# [TEXTAUSZUG]
--------------------------------------------------
Deutsche Bank entwickelt Abwicklungsplattform für elektronische Märkte

Grenzüberschreitender Zahlungsverkehr

23.02.2001
MÜNCHEN (qua) Für eine vornehmlich mittelständische Kundschaft stellt die Deutsche Bank AG, Frankfurt am Main, unter dem Namen "Global Trade Management" (GTM) eine Web-basierte Business-to-Business-Lösung für die Abwicklung elektronisch angebahnter Geschäfte zur Verfügung. Die in Java programmierte "E-Solution" ist auf leichte Erweiterbarkeit konzipiert.

Wer hochpreisige Produkte über einen elektronischen Markt verkauft, kennt seinen Kunden manchmal nur dem Namen nach; vor allem, wenn sein Geschäftspartner im Ausland ansässig ist, schaltet er deshalb gern eine dritte Partei ein, die das Geschäft reibungslos über die Bühne bringt. Mit einer brandneuen Web-Plattform hat die Deutsche Bank dafür eine Lösung entwickelt.

Wie Kerstin Leopold, Leiterin des Projekts E-Solution, berichtet, will die Deutsche Bank ihrer Klientel ein "Rundum-sorglos-Paket" für die finanzielle Handhabung grenzüberschreitender Geschäftsvorfälle anbieten. GTM kontrolliere nicht nur den Zahlungsfluss, sondern kümmere sich auch um die Zollabfertigung der Waren.

Unter einen Hut gebracht werden mussten dabei zwei unterschiedliche Komponenten: zum einen elektronische Informationen, zum anderen traditionelle Handelsdokumente wie Rechnungen, Lieferscheine, Frachtbriefe. Denn die Rechtslage erfordert in vielen Fällen den "bewussten Medienbruch", so Leopold. Auch wenn das Geschäft via Web abgeschlossen wurde - ohne einen Lieferschein, der schwarz auf weiß den Besitzerwechsel dokumentiert, wird kaum ein Käufer den vereinbarten Kaufpreis überweisen und ohne einen Beleg für den Zahlungseingang kein Verkäufer die Ware freigeben. Folglich ist es auch im Internet-Zeitalter bisweilen notwendig, physische Dokumente hin- und herzuschicken - insbesondere dann, wenn die Ware länger unterwegs ist.
--------------------------------------------------
# [MATERIAL]
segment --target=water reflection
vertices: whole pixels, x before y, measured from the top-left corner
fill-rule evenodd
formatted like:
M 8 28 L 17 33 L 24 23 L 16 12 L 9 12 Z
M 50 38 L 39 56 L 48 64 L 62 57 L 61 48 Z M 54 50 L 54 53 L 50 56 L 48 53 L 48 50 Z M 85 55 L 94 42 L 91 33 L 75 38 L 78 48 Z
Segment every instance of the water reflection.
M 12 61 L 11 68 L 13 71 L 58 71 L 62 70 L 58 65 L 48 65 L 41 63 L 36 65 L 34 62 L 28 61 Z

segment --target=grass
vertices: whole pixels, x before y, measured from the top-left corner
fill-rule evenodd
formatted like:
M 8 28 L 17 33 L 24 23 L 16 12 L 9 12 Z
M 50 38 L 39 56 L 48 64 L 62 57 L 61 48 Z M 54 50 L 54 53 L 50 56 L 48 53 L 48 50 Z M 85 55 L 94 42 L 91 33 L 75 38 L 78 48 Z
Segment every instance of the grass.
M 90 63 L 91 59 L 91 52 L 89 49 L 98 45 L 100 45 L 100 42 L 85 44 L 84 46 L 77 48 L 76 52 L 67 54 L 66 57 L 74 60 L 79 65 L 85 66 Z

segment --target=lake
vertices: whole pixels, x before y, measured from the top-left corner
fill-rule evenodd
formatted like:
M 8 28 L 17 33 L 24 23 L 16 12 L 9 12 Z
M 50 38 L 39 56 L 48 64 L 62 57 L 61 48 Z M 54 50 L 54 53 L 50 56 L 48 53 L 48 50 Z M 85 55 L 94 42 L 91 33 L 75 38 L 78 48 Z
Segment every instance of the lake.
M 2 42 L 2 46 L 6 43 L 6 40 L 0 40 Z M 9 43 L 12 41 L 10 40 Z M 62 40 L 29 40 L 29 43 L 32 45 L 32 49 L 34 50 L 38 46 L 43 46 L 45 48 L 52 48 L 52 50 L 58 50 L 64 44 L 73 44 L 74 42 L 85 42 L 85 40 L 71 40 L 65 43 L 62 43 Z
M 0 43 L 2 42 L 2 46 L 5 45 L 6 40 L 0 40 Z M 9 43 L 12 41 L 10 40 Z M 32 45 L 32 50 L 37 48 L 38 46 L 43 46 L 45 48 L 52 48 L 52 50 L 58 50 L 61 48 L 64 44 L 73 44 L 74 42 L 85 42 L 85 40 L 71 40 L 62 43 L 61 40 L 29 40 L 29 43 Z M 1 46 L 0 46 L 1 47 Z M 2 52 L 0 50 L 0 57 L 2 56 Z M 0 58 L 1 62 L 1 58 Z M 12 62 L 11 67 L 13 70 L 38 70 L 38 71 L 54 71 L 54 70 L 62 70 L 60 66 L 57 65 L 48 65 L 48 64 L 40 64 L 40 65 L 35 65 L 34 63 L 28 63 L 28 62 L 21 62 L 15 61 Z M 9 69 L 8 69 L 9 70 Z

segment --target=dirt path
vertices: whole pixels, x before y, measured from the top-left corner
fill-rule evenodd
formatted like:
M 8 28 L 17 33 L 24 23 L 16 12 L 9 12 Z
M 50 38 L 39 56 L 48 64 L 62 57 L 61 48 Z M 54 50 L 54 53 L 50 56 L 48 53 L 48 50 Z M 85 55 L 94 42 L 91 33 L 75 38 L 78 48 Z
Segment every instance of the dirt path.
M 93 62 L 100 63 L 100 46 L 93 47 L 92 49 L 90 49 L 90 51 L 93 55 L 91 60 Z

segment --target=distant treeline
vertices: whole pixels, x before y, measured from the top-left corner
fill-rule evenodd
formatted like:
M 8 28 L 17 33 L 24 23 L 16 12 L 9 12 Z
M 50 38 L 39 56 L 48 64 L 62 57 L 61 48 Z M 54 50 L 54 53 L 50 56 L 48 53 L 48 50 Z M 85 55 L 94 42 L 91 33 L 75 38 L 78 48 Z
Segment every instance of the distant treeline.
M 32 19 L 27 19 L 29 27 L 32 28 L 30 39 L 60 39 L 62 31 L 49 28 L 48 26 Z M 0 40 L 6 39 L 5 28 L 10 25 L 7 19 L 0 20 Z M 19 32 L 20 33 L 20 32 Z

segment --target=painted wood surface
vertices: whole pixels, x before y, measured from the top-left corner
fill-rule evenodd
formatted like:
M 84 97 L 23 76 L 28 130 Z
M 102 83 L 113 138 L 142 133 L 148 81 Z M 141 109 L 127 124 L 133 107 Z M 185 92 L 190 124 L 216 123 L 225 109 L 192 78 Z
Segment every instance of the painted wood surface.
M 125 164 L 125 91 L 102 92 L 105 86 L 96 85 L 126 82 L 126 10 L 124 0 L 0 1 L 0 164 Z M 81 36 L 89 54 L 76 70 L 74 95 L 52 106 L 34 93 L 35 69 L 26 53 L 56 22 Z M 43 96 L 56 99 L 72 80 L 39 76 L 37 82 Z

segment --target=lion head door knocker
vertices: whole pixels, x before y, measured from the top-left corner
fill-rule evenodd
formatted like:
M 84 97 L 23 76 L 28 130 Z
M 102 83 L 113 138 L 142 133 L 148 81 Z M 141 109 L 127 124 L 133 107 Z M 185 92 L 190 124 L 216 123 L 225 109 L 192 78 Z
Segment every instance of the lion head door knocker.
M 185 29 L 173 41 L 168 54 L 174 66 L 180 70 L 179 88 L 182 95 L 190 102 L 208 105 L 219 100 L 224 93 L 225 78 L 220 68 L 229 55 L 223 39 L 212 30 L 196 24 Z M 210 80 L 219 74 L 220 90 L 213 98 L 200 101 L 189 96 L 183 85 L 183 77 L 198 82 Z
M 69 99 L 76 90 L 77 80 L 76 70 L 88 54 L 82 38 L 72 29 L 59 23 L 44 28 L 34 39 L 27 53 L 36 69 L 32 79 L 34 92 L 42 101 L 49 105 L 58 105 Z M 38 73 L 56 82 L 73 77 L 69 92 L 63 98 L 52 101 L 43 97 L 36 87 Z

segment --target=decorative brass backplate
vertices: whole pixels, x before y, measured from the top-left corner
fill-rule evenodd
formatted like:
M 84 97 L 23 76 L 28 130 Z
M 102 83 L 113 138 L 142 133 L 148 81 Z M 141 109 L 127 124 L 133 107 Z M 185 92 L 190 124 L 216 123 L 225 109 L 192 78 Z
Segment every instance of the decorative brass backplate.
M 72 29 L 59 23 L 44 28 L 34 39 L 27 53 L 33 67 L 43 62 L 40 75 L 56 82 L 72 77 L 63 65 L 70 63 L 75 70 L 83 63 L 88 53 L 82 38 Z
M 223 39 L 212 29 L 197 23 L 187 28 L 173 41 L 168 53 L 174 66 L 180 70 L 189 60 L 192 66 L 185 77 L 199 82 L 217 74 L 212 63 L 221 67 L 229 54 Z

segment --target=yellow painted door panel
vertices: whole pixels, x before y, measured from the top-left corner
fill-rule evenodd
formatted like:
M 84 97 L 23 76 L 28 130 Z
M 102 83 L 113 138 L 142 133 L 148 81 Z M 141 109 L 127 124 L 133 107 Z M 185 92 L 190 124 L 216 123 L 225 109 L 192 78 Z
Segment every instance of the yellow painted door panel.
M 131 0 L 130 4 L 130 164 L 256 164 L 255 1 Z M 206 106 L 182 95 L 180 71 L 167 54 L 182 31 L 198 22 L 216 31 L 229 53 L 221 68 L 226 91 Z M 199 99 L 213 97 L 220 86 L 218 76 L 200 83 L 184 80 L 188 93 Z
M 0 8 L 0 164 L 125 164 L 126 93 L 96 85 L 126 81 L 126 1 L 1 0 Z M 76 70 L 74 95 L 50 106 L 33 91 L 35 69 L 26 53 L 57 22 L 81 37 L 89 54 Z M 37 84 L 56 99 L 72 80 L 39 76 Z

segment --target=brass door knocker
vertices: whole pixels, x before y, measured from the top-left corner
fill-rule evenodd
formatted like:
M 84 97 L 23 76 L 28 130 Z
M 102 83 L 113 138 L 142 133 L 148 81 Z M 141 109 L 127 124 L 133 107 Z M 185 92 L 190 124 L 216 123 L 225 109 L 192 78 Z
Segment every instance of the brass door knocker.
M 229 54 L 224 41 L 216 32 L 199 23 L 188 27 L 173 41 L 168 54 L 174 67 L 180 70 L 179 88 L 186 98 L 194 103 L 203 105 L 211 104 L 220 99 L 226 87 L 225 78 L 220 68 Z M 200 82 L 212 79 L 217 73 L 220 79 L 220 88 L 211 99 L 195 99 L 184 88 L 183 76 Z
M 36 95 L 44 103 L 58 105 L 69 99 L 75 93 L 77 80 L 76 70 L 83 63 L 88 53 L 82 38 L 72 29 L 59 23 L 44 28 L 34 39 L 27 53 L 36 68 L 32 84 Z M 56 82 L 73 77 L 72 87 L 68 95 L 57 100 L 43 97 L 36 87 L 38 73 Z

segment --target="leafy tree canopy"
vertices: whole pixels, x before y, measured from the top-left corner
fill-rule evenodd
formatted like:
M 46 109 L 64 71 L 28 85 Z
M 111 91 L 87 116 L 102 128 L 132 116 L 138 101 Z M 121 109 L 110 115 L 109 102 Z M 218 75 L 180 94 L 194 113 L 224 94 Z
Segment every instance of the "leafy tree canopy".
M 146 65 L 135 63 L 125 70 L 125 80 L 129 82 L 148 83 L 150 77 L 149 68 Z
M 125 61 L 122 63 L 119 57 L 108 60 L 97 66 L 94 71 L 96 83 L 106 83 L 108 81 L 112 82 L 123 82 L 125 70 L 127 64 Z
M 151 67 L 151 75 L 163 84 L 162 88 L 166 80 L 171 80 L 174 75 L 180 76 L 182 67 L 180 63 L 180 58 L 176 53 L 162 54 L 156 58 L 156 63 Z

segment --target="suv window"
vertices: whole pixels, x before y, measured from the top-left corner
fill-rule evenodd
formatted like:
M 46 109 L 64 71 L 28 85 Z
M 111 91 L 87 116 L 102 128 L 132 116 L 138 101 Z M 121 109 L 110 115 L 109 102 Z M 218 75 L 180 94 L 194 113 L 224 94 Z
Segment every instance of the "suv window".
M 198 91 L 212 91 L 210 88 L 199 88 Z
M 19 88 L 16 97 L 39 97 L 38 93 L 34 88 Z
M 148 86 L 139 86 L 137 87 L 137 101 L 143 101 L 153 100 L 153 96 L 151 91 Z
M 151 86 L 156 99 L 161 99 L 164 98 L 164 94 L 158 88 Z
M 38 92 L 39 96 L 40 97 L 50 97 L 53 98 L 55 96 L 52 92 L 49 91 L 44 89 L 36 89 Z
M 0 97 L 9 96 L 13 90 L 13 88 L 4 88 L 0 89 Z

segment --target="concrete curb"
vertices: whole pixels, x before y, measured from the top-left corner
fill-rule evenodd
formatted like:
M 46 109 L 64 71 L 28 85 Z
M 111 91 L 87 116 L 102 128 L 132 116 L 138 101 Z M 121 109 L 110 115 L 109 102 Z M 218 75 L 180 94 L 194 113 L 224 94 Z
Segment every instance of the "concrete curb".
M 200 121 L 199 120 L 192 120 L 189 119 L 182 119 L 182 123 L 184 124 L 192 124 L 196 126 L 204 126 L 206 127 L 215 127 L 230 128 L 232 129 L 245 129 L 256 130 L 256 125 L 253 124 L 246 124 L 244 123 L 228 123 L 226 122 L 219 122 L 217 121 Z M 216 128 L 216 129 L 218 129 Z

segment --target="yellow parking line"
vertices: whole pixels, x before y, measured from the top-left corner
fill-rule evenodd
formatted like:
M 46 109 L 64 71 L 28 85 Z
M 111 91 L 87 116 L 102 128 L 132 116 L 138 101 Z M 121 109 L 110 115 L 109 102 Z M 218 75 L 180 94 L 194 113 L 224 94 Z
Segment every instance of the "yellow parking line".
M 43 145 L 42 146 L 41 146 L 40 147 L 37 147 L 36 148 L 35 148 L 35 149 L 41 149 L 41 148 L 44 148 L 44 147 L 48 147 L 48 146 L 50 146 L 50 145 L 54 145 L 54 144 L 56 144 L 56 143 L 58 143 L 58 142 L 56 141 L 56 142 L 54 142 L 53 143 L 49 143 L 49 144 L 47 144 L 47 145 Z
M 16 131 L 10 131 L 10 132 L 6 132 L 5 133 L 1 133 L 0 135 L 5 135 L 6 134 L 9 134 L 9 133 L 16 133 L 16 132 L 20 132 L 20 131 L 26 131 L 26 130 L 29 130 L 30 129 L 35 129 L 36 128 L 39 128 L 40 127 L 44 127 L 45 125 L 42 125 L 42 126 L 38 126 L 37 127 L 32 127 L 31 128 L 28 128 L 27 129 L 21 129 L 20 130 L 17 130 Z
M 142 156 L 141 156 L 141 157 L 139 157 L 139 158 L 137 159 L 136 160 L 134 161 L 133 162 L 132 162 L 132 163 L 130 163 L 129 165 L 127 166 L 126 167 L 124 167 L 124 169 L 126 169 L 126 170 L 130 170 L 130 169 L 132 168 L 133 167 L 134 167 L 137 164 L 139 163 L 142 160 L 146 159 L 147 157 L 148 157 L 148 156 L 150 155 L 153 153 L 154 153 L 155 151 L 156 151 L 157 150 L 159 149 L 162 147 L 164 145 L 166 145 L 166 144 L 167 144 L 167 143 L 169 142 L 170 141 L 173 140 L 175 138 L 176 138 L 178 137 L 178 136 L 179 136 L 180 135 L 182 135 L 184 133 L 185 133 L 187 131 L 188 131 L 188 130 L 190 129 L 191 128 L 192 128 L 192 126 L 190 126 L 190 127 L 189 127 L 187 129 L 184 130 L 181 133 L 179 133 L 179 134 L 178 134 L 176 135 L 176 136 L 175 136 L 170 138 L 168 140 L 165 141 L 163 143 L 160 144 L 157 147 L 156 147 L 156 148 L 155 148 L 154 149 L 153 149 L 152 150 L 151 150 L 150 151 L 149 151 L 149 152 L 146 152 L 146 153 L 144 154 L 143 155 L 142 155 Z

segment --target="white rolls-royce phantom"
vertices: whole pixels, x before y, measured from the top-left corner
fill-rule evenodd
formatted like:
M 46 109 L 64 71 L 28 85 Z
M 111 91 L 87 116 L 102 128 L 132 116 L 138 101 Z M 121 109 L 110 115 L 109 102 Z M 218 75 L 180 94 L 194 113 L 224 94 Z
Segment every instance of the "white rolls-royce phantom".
--------------------------------------------------
# [DEINE AUFGABEN]
A – Nenne alle traditionellen Handelsdokumente, die der Artikel über die Abwicklungsplattform der Deutschen Bank ausdrücklich aufzählt.
B – Übertrage aus dem Artikel über die Abwicklungsplattform der Deutschen Bank alles von „Grenzüberschreitender Zahlungsverkehr“ bis hinunter zu „eine Lösung entwickelt.“ wortgetreu.
C – Beantworte anhand des Artikels über die Abwicklungsplattform der Deutschen Bank die folgenden Fragen:
(i) Welches Datum trägt der Artikel?
(ii) In welcher Programmiersprache ist die „E-Solution“ programmiert?
(iii) Wer leitet das Projekt E-Solution?
Die Datensätze sind eigenständiges Material und gehören nicht zum Artikel.

# [ERGEBNISSE]
A – Rechnungen, Lieferscheine, Frachtbriefe

B –
Grenzüberschreitender Zahlungsverkehr

23.02.2001
MÜNCHEN (qua) Für eine vornehmlich mittelständische Kundschaft stellt die Deutsche Bank AG, Frankfurt am Main, unter dem Namen "Global Trade Management" (GTM) eine Web-basierte Business-to-Business-Lösung für die Abwicklung elektronisch angebahnter Geschäfte zur Verfügung. Die in Java programmierte "E-Solution" ist auf leichte Erweiterbarkeit konzipiert.

Wer hochpreisige Produkte über einen elektronischen Markt verkauft, kennt seinen Kunden manchmal nur dem Namen nach; vor allem, wenn sein Geschäftspartner im Ausland ansässig ist, schaltet er deshalb gern eine dritte Partei ein, die das Geschäft reibungslos über die Bühne bringt. Mit einer brandneuen Web-Plattform hat die Deutsche Bank dafür eine Lösung entwickelt.

C –
(i) 23.02.2001
(ii) In Java
(iii) Kerstin Leopold